**Your instructions:** Reproduce each line of the listing exactly.

--- START OF Information shown ---

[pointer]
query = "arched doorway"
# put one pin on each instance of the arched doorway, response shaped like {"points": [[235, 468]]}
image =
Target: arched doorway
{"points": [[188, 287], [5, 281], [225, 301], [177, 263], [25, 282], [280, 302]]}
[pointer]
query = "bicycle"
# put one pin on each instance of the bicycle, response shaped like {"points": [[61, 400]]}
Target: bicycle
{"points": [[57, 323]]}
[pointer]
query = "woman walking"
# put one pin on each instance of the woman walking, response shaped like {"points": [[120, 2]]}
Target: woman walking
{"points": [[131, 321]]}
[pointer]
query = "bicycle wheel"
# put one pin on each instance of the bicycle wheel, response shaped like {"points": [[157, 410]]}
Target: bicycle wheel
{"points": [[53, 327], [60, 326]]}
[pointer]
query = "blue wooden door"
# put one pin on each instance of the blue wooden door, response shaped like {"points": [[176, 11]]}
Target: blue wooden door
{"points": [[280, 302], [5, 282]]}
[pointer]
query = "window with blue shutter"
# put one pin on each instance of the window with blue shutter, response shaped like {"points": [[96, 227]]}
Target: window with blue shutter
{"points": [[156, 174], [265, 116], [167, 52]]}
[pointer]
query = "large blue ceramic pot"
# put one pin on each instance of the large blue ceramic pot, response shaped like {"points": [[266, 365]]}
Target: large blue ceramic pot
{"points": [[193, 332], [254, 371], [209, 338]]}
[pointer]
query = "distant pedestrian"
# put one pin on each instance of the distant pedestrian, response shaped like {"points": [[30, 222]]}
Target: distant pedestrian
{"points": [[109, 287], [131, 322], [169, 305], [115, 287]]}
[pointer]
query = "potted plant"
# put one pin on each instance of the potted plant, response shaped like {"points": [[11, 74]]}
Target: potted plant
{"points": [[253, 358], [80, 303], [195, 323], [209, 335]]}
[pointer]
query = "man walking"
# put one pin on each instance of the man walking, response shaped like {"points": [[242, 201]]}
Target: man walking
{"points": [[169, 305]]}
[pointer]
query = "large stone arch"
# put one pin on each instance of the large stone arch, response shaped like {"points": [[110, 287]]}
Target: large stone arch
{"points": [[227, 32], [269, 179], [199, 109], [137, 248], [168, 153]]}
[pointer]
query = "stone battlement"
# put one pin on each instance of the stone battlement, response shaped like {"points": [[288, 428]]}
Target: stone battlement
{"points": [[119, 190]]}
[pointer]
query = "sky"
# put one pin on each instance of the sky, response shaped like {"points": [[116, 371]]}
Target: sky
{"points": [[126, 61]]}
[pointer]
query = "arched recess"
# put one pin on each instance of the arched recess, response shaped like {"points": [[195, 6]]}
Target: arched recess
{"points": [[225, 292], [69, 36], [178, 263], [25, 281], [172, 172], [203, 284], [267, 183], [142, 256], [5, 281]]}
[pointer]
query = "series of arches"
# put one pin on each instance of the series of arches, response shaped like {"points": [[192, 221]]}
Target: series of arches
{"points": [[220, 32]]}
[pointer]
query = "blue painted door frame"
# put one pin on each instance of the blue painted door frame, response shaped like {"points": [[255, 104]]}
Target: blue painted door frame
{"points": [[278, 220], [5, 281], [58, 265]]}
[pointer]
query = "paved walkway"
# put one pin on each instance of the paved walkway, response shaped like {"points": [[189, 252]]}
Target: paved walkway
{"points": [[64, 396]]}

--- END OF Information shown ---

**Exercise response:**
[pointer]
query = "arched doorway"
# put one pin on each instance of the arched doorway, response shaped like {"points": [[235, 468]]}
image =
Target: arched doorway
{"points": [[188, 287], [5, 281], [225, 301], [177, 263], [25, 282], [280, 302]]}
[pointer]
query = "bicycle"
# put one pin on each instance of the bicycle, response shaped like {"points": [[61, 400]]}
Target: bicycle
{"points": [[57, 323]]}
[pointer]
query = "woman walking"
# put one pin on each instance of the woman walking, response shaped like {"points": [[120, 2]]}
Target: woman walking
{"points": [[131, 321]]}
[pointer]
query = "bicycle wheel"
# put one pin on each instance of the bicycle wheel, response shaped like {"points": [[157, 410]]}
Target: bicycle wheel
{"points": [[53, 327], [60, 326]]}
[pointer]
query = "blue wooden door"
# put one pin on each instance of the blue wooden door, response shaped like {"points": [[176, 11]]}
Target: blue wooden door
{"points": [[280, 302], [5, 282]]}
[pointer]
query = "window with blue shutter"
# put one pin on each instance of the window with blue shutter, response shaped like {"points": [[96, 227]]}
Target: window with blue shutter
{"points": [[156, 174], [265, 116], [167, 52]]}
[pointer]
query = "large blue ceramic pot"
# put one pin on each instance of the large blue ceramic pot, response shaped like {"points": [[266, 365]]}
Target: large blue ceramic pot
{"points": [[193, 332], [254, 371], [209, 338]]}
[pointer]
query = "distant pedestrian"
# put one pin on each instance of the distant pedestrian, response shaped like {"points": [[30, 222]]}
Target: distant pedestrian
{"points": [[109, 287], [131, 322], [169, 305], [115, 287]]}
[pointer]
query = "potted plant"
# put one pin on each instance of the potted plant, response shaped like {"points": [[11, 74]]}
Target: potted plant
{"points": [[253, 358], [80, 303], [195, 323], [209, 335]]}
[pointer]
query = "man walking"
# put one pin on each instance of the man walking, response shaped like {"points": [[242, 201]]}
Target: man walking
{"points": [[169, 305]]}
[pointer]
query = "large stone arch"
# put one pin on each instance of the large stone arch, response shaped like {"points": [[110, 287]]}
Target: large stone arch
{"points": [[227, 32], [269, 179], [199, 109], [137, 248], [168, 153]]}
[pointer]
query = "stone battlement"
# put one pin on each instance of the stone battlement, response shaped like {"points": [[288, 428]]}
Target: stone battlement
{"points": [[119, 190]]}
[pointer]
query = "sky"
# put one pin on each instance of the sky, response shaped like {"points": [[116, 371]]}
Target: sky
{"points": [[126, 61]]}
[pointer]
query = "arched recess"
# put one pin on each instance of the arched recess, response shaped like {"points": [[195, 6]]}
Target: arched recess
{"points": [[225, 292], [69, 36], [178, 263], [25, 281], [172, 172], [203, 284], [267, 183], [142, 256], [5, 281]]}
[pointer]
query = "series of arches"
# put one pin on each instance of the series of arches, response shaped like {"points": [[192, 221]]}
Target: series of arches
{"points": [[220, 32]]}
[pointer]
query = "blue painted door frame"
# put one pin on each instance of the blue painted door frame, response shaped like {"points": [[255, 104]]}
Target: blue painted door frame
{"points": [[278, 220], [5, 281], [58, 265]]}
[pointer]
query = "paved walkway"
# put one pin on each instance of the paved walkway, response shaped like {"points": [[189, 252]]}
Target: paved walkway
{"points": [[64, 396]]}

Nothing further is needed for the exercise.